═════ EXCERPT ═════

Item 1.01Entry into a Material Definitive Agreement.
Revolving Credit Facility
Radiant Logistics, Inc. (the “Company,” “we” or “us”) entered into a USD$150.0 million syndicated, revolving credit facility (the “Credit Facility”) pursuant to a Credit Agreement dated as of March 13, 2020 (the “Credit Agreement”). The Credit Facility was entered into with BofA Securities, Inc. as sole book runner and sole lead arranger, Bank of Montreal Chicago Branch acted as lender and syndication agent, MUFG Union Bank, N.A as lender and documentation and Bank of America, N. A., Keybank National Association and Washington Federal Bank, National Association as lenders such named lenders are collectively referred to herein as “Lenders”). This replaces our USD$75.0 million facility dated June 14, 2017.
The Credit Facility has a term of five years and is collateralized by a first-priority security interest in the accounts receivable and other assets of the Company and the guarantors named below on a parity basis with the security interest held by Fiera Private Debt Fund IV LP and Fiera Private Debt Fund V LP described below. Borrowings under the Credit Facility accrue interest (at the Company’s option), at the Lenders’ base rate plus 1.00% or LIBOR plus 2.00%, and can be subsequently adjusted based on the Company’s consolidated leverage ratio under the facility at the Lenders’ base rate plus 1.00% to 1.75% or LIBOR plus 2.00% to 2.75%.
The guarantors of the Credit Facility are Radiant Global Logistics, Inc., Adcom Express, Inc., Clipper Exxpress Company, DBA Distribution Services, Inc., Radiant Trade Services, Inc., Radiant Transportation Services, Inc., Radiant Off-Shore Holdings LLC, Service by Air, Inc., International Freight Systems (of Oregon), Inc., Green Acquisition Company, Inc., Highways & Skyways, Inc., Radiant Global Logistics (CA), Inc., On Time Express, Inc., Radiant Customs Services, Inc., 2062698 Ontario Inc., and Radiant Global Logistics (Canada) Inc..

═════ SOURCE EXCERPT ═════

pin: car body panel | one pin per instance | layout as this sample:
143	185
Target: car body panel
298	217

═════

GIVEN INSTRUCTION 1
According to the credit facility filing, which earlier facility does the new Credit Facility replace?
GIVEN INSTRUCTION 2
Return the passage of the credit facility filing word for word, starting at "The Credit Facility has" and ending at "2.00% to 2.75%.".

RESULT 1
It replaces the USD$75.0 million facility dated June 14, 2017.

RESULT 2
The Credit Facility has a term of five years and is collateralized by a first-priority security interest in the accounts receivable and other assets of the Company and the guarantors named below on a parity basis with the security interest held by Fiera Private Debt Fund IV LP and Fiera Private Debt Fund V LP described below. Borrowings under the Credit Facility accrue interest (at the Company’s option), at the Lenders’ base rate plus 1.00% or LIBOR plus 2.00%, and can be subsequently adjusted based on the Company’s consolidated leverage ratio under the facility at the Lenders’ base rate plus 1.00% to 1.75% or LIBOR plus 2.00% to 2.75%.